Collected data

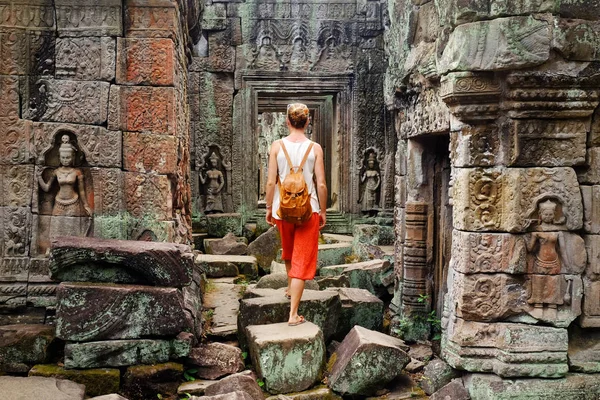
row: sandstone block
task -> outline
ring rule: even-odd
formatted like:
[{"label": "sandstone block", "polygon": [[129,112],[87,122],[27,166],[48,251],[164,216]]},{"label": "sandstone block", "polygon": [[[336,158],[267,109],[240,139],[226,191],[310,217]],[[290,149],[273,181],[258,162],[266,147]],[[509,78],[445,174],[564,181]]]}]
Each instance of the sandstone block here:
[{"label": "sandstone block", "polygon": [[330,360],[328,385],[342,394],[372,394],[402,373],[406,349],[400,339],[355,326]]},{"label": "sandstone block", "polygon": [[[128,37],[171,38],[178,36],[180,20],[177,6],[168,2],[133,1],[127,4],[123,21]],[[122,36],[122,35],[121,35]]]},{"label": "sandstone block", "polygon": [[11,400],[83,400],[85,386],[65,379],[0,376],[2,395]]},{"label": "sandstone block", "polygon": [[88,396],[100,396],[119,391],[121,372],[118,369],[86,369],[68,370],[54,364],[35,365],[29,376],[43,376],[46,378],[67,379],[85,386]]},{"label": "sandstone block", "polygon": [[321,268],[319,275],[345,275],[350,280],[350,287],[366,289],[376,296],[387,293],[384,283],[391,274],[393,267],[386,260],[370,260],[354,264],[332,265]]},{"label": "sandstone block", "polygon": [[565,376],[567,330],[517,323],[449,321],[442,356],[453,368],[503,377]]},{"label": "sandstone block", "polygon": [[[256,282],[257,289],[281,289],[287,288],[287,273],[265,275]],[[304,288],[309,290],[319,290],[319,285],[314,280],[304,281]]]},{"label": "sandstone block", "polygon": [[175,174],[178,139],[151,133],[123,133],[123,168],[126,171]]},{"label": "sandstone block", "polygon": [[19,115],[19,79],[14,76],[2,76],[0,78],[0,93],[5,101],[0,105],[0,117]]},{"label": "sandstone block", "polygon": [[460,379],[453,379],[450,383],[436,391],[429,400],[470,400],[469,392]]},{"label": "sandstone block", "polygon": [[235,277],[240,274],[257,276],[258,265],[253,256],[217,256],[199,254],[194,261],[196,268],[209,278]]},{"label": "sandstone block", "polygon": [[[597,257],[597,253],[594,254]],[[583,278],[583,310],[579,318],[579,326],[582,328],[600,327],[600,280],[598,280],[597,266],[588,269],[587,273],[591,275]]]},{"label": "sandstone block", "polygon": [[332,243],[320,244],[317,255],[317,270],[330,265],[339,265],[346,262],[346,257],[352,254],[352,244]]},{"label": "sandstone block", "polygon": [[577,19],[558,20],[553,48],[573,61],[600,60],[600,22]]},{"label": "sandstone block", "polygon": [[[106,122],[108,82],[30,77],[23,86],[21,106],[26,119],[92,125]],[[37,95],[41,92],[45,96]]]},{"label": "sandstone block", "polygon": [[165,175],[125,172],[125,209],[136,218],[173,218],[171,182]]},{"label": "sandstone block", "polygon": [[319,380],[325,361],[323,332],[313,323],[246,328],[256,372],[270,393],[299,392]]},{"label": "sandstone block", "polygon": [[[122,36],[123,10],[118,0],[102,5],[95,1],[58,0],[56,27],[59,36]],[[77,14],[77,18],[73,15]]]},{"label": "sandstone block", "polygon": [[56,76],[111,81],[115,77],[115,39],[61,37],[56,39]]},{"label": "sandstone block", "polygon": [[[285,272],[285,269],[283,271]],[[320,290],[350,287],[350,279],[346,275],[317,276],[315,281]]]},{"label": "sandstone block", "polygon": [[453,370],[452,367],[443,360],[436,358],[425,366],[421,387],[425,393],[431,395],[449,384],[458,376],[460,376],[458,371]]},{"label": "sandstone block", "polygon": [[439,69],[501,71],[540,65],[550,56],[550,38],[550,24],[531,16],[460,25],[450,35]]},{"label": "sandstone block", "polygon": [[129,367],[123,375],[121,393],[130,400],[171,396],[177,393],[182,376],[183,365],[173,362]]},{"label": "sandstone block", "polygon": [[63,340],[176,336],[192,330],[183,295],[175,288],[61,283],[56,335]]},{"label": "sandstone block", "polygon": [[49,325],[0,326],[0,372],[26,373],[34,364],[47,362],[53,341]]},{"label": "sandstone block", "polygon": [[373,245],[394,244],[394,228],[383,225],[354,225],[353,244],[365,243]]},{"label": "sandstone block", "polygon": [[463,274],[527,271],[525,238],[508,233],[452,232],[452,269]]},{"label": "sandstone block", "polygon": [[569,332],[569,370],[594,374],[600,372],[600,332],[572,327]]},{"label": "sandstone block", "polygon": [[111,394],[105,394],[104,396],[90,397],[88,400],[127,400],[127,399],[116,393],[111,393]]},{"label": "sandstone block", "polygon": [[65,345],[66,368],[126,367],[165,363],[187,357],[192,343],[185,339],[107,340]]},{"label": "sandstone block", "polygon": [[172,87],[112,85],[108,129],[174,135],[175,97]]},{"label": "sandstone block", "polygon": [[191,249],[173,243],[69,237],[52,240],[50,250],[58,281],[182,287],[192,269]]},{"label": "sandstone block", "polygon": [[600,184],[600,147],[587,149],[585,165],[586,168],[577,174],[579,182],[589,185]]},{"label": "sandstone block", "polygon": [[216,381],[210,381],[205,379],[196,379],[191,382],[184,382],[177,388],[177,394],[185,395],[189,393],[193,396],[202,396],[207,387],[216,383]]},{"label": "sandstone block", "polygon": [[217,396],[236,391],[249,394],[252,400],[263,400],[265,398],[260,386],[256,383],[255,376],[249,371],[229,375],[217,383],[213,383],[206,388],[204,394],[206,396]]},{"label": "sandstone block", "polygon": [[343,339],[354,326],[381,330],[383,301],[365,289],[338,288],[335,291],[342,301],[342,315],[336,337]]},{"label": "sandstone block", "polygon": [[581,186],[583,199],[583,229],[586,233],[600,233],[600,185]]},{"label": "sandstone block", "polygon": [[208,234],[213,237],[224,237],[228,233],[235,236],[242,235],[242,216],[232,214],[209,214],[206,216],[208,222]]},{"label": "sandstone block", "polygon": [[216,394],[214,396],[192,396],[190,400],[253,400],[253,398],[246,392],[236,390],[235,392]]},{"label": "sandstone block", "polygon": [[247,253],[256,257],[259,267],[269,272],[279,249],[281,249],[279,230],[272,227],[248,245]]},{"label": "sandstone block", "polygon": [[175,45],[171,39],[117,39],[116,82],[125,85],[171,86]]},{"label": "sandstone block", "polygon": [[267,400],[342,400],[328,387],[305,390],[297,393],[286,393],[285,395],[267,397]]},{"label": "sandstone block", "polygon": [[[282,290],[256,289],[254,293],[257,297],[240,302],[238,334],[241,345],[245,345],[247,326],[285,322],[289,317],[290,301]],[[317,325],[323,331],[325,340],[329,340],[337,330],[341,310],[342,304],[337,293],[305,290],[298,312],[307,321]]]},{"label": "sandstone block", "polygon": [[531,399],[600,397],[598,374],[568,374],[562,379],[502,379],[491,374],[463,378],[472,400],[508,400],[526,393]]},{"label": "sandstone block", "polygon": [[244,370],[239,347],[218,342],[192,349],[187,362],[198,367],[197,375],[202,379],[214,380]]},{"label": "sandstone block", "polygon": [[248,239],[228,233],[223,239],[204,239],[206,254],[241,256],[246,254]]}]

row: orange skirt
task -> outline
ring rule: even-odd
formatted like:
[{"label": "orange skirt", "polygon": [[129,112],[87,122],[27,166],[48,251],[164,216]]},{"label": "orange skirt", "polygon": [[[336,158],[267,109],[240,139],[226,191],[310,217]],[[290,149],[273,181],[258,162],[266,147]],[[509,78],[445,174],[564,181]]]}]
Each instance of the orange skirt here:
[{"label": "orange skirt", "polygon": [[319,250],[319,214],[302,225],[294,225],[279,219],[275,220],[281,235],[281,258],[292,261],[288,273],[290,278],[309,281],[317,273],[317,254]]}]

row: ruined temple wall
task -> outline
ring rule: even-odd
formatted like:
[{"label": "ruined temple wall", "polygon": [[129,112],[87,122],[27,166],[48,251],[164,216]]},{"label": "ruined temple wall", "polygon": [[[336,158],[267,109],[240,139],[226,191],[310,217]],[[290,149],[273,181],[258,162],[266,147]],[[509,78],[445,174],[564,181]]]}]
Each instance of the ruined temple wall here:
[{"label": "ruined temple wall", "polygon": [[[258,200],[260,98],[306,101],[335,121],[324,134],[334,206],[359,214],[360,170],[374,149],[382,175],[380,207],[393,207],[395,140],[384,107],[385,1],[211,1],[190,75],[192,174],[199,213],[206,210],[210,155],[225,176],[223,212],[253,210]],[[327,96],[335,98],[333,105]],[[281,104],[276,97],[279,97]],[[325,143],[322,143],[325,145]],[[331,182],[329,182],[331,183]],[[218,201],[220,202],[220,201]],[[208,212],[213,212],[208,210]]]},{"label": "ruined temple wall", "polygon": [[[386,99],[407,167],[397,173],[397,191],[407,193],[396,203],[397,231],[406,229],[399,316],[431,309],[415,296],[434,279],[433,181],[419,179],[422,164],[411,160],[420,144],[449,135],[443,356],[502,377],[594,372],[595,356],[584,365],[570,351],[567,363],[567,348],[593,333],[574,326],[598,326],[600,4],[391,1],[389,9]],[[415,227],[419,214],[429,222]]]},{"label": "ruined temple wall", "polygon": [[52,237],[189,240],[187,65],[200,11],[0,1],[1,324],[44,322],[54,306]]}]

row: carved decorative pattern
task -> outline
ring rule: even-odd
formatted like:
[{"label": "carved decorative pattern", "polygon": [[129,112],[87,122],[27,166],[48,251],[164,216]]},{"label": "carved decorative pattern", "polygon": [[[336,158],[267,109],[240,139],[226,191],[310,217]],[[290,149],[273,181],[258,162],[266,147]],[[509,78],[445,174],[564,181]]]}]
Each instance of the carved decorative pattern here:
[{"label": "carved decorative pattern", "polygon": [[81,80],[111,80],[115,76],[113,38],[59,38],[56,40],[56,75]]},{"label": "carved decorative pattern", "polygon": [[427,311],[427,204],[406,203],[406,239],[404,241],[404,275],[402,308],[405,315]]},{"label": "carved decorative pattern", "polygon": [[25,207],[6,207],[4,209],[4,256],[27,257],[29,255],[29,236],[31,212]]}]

## WHAT TO WORK ON
Lines from the one containing "row: carved decorative pattern" through the last line of the records, both included, are the only ones to print, each exactly as it is.

## YOUR RESPONSE
row: carved decorative pattern
task -> outline
ring rule: even-odd
formatted like:
[{"label": "carved decorative pattern", "polygon": [[129,112],[87,122],[27,166],[48,251],[164,216]]},{"label": "carved decorative pattern", "polygon": [[[336,158],[267,109],[240,139],[226,191],[310,217]],[[290,149],[273,181],[258,162],[266,147]],[[509,78],[445,174],[564,181]]]}]
Each instance of the carved decorative pattern here:
[{"label": "carved decorative pattern", "polygon": [[81,80],[111,80],[115,76],[113,38],[59,38],[56,40],[56,75]]},{"label": "carved decorative pattern", "polygon": [[427,311],[427,204],[406,203],[406,239],[404,241],[404,275],[402,308],[405,315]]},{"label": "carved decorative pattern", "polygon": [[25,207],[6,207],[4,209],[4,256],[27,257],[29,255],[29,236],[31,212]]}]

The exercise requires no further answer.